*SHORT TASK*
Count how many of the lines below contain the word "olive", matching case exactly, and reply with only that number.

*DATA PROVIDED*
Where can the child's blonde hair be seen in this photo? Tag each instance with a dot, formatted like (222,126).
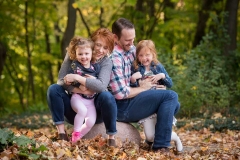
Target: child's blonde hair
(145,44)
(78,42)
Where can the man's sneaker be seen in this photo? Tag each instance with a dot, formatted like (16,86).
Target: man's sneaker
(75,137)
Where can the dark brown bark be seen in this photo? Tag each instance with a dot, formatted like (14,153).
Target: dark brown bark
(139,16)
(100,15)
(3,55)
(70,29)
(18,83)
(29,62)
(231,20)
(84,22)
(203,16)
(48,50)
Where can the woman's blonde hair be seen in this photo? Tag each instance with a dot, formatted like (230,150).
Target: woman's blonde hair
(78,42)
(145,44)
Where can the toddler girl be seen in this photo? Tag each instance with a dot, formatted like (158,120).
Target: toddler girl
(80,51)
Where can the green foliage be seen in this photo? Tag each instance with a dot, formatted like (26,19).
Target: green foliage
(27,147)
(204,84)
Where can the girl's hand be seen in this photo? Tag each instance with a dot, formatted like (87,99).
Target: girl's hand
(69,78)
(161,87)
(157,77)
(89,76)
(135,76)
(82,87)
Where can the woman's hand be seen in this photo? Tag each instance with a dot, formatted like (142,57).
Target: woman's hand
(69,78)
(135,76)
(157,77)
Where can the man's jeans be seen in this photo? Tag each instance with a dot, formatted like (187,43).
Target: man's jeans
(163,102)
(60,107)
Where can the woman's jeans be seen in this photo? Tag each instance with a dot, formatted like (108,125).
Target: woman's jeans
(163,102)
(60,107)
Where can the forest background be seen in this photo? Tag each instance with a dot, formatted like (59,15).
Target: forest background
(197,42)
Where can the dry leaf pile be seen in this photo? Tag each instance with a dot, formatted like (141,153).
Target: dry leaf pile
(202,144)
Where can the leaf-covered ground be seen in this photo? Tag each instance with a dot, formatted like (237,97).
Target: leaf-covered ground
(198,144)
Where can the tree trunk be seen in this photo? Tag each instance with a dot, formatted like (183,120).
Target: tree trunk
(29,62)
(70,29)
(3,54)
(203,16)
(232,9)
(48,50)
(139,16)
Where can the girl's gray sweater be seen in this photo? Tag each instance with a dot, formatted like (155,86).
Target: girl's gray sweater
(96,85)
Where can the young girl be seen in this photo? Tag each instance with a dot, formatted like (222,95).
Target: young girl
(80,51)
(146,65)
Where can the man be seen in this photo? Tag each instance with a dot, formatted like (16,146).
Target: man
(137,103)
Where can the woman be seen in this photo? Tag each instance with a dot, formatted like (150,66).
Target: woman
(59,100)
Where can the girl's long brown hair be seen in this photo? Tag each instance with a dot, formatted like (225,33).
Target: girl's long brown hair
(145,44)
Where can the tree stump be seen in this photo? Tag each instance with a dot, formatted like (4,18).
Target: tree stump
(125,131)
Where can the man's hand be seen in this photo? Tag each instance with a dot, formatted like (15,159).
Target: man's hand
(146,84)
(69,78)
(89,76)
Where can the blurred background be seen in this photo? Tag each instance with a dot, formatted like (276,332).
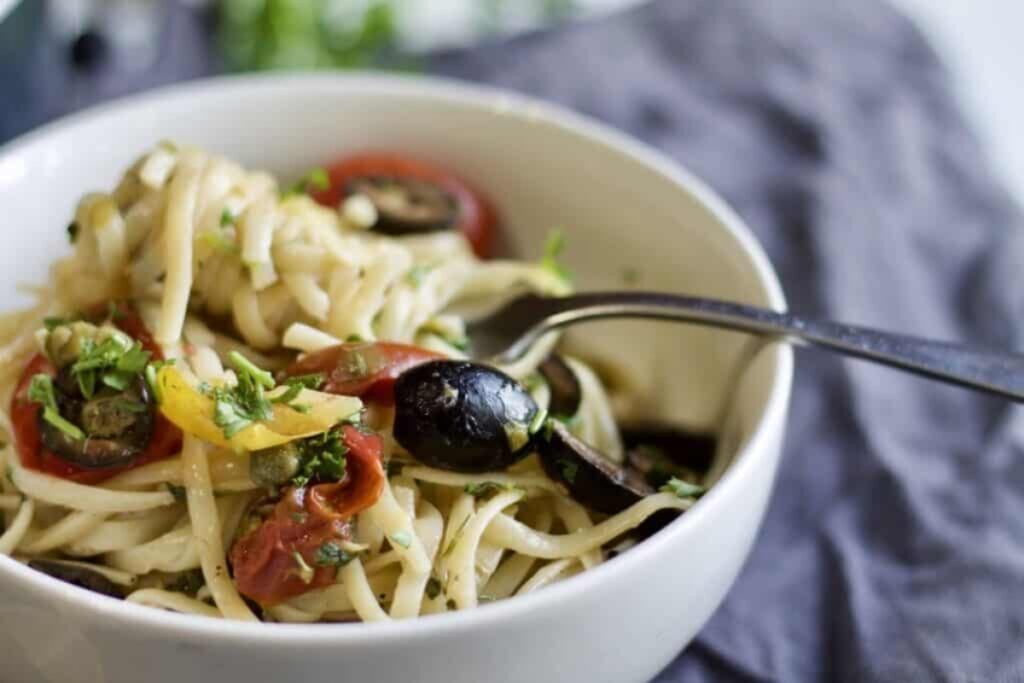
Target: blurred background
(60,55)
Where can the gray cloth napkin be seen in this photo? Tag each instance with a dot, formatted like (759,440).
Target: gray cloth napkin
(894,546)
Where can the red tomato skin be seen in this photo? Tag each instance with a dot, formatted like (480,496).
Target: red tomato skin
(25,418)
(477,219)
(361,369)
(263,561)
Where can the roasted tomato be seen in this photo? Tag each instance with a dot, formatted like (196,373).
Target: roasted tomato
(285,555)
(412,197)
(358,369)
(164,441)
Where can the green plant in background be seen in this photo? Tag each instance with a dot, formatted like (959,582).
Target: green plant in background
(305,34)
(341,34)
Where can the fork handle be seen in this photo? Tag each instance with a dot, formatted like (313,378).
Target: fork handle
(994,372)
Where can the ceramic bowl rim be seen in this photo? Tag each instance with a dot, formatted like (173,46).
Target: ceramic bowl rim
(480,97)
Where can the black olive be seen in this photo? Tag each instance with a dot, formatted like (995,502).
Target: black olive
(660,452)
(406,206)
(462,416)
(78,575)
(565,391)
(592,479)
(118,425)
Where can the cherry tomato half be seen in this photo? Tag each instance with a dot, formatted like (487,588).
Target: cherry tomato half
(361,369)
(476,218)
(265,560)
(166,438)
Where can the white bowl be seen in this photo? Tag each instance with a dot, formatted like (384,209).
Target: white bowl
(622,206)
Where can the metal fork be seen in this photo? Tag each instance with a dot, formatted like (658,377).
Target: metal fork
(509,333)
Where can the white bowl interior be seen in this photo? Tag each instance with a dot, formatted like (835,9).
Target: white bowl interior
(621,207)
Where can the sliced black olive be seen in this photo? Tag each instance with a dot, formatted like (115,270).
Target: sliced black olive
(78,575)
(406,205)
(118,425)
(274,466)
(662,452)
(463,416)
(565,391)
(591,478)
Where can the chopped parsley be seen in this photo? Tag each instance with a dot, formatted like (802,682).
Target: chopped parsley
(356,366)
(314,180)
(539,421)
(455,539)
(311,381)
(553,247)
(322,459)
(115,311)
(238,407)
(53,322)
(683,488)
(402,539)
(295,386)
(219,242)
(115,361)
(41,391)
(568,469)
(487,487)
(330,554)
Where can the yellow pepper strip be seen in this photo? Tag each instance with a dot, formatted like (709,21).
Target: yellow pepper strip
(193,413)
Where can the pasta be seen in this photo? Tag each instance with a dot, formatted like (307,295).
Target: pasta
(147,442)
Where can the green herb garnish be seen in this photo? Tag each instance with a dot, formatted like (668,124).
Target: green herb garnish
(487,487)
(683,488)
(314,180)
(402,539)
(539,421)
(238,407)
(41,391)
(569,469)
(322,458)
(553,247)
(115,361)
(219,242)
(331,554)
(311,381)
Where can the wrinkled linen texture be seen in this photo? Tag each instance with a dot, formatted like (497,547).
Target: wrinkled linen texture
(893,549)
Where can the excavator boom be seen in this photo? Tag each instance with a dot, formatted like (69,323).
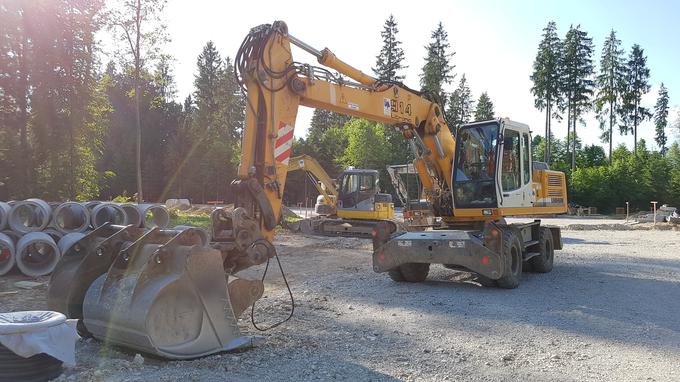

*ANSWER BELOW*
4